ACTIVITY> Needed from the data below: every line from the one with "negative clicks: (333, 388) (507, 340)" up to and including the one with "346L469 328L444 340L404", repeated exactly and with nothing else.

((

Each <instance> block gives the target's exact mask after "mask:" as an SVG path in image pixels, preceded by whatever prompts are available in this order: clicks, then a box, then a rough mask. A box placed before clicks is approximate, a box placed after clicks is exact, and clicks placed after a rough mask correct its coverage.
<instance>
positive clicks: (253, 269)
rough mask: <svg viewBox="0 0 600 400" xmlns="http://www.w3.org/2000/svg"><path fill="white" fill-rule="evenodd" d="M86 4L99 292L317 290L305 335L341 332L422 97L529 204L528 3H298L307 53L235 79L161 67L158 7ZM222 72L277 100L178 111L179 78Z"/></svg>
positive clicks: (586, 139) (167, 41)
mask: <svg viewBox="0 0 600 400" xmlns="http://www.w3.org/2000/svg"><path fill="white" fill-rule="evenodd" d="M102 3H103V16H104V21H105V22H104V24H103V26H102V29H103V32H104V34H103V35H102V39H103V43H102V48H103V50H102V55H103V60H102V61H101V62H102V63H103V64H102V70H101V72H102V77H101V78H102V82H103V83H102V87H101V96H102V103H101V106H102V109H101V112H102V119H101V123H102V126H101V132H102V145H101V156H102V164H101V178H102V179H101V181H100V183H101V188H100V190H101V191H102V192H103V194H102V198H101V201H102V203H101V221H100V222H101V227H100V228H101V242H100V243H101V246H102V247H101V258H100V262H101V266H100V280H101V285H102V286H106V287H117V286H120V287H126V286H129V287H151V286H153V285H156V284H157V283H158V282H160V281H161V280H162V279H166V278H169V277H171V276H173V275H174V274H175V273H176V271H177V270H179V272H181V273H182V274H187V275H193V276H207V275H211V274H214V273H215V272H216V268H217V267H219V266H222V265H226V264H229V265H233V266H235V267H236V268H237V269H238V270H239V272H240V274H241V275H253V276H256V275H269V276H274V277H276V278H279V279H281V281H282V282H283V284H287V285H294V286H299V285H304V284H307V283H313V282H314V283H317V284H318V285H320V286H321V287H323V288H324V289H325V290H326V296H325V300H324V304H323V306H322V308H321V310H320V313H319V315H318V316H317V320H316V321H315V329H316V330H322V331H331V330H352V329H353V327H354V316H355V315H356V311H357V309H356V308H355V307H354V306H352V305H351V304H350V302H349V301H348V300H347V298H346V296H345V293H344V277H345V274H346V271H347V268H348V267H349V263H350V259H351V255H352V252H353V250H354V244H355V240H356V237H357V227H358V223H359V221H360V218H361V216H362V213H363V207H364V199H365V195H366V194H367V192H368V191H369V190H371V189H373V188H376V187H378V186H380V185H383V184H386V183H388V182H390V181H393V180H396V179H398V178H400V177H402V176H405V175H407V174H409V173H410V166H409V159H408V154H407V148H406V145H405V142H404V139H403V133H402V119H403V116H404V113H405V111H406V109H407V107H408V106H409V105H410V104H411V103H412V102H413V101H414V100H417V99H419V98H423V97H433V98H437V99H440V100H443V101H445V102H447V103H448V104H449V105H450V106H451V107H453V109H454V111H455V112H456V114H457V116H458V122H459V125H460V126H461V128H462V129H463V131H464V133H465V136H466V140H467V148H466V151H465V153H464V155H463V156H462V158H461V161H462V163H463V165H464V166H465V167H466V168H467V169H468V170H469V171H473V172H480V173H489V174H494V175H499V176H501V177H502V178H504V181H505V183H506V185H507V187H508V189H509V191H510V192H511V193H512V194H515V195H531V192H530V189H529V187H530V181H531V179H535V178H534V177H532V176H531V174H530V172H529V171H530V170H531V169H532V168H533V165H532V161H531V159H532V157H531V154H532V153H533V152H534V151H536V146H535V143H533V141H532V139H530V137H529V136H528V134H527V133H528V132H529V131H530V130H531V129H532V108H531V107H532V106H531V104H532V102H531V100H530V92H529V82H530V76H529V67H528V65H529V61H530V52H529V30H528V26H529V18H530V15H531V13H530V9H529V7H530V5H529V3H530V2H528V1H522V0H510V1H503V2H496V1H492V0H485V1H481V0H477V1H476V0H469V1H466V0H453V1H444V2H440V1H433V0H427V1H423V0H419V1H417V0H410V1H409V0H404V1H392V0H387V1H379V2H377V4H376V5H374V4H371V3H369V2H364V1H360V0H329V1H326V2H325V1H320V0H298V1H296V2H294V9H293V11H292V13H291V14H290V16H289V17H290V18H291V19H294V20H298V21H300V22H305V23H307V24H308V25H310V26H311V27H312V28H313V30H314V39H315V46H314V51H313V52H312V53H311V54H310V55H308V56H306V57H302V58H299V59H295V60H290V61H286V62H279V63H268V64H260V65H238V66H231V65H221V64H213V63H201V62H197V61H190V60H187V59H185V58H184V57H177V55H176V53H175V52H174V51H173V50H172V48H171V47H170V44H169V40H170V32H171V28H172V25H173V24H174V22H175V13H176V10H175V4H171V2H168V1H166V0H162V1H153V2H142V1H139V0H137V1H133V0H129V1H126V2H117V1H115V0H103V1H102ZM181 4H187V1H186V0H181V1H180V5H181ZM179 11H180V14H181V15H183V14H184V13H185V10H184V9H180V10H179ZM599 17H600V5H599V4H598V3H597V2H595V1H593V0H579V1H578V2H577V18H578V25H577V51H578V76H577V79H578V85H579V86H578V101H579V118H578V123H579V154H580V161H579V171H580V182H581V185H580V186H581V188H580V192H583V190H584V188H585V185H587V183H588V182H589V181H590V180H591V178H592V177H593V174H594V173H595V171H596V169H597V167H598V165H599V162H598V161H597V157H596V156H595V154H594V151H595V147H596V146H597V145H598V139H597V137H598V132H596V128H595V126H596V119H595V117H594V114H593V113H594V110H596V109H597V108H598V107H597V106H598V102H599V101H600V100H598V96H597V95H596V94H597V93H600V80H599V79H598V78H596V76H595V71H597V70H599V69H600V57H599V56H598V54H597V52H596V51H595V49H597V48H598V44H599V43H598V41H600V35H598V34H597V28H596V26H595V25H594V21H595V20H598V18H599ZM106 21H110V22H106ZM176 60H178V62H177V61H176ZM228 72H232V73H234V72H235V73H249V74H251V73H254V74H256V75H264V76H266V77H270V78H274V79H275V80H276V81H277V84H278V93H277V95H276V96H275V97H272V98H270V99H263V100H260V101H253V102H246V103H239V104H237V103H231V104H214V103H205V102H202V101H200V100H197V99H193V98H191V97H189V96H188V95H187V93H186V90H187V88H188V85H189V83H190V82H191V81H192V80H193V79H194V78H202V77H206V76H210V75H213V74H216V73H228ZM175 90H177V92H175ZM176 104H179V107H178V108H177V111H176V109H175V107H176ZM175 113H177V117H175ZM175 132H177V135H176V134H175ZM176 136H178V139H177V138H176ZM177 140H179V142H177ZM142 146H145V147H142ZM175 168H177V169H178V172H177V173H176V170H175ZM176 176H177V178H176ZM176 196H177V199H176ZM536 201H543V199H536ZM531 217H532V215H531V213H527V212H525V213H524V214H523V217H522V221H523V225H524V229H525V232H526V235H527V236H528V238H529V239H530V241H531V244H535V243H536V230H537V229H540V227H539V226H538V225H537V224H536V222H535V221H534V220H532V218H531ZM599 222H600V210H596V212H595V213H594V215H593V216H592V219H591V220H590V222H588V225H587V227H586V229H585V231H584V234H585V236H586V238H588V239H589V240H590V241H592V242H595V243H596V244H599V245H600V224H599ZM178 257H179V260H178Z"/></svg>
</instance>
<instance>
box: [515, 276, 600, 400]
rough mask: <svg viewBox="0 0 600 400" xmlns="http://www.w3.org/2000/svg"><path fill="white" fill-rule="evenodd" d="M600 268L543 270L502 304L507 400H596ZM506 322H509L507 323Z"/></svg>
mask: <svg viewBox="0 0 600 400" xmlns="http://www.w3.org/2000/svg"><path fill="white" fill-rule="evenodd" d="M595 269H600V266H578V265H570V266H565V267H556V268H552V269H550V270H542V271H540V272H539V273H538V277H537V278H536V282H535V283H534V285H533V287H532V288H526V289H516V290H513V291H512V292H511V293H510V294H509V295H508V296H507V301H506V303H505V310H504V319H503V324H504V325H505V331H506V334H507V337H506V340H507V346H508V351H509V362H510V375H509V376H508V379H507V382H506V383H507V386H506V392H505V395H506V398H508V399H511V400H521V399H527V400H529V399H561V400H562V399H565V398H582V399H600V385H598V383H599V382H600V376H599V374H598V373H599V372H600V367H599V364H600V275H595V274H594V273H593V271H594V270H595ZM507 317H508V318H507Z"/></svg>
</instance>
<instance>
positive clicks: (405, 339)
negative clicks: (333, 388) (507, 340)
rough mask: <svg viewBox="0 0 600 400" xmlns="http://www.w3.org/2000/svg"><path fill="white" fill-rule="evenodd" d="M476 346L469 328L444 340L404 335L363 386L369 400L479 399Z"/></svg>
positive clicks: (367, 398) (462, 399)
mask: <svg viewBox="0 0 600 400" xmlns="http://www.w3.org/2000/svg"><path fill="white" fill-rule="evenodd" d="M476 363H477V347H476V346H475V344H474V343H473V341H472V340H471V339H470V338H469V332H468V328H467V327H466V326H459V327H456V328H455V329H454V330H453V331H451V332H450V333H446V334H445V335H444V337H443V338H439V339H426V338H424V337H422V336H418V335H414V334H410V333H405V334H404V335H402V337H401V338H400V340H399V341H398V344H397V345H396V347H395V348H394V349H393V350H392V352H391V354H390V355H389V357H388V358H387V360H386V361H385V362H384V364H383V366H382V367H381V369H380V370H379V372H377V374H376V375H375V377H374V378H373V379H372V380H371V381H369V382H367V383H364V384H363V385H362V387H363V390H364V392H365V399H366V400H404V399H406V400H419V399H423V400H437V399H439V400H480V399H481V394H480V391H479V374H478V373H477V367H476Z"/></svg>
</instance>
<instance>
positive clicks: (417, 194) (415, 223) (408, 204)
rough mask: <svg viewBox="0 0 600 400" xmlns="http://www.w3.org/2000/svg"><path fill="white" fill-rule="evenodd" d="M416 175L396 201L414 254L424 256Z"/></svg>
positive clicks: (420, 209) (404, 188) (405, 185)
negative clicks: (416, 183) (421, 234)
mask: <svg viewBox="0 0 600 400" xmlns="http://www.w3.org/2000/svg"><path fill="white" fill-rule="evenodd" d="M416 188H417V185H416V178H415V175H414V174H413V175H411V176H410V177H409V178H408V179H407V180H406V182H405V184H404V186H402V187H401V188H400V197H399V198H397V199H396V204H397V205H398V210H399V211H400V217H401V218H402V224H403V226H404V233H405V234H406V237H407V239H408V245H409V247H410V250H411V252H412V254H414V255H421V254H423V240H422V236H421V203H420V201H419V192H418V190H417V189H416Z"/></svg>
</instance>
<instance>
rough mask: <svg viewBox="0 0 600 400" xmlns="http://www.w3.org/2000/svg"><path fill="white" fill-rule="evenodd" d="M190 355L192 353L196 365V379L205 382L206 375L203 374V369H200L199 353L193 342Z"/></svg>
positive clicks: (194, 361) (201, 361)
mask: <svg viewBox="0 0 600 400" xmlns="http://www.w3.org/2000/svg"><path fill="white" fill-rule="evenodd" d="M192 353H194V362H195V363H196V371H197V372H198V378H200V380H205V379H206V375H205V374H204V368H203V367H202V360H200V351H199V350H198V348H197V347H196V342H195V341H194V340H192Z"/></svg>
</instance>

))

WRITTEN RESPONSE>
negative clicks: (333, 388) (507, 340)
rough mask: <svg viewBox="0 0 600 400" xmlns="http://www.w3.org/2000/svg"><path fill="white" fill-rule="evenodd" d="M476 346L469 328L444 340L404 335L363 386L369 400L479 399Z"/></svg>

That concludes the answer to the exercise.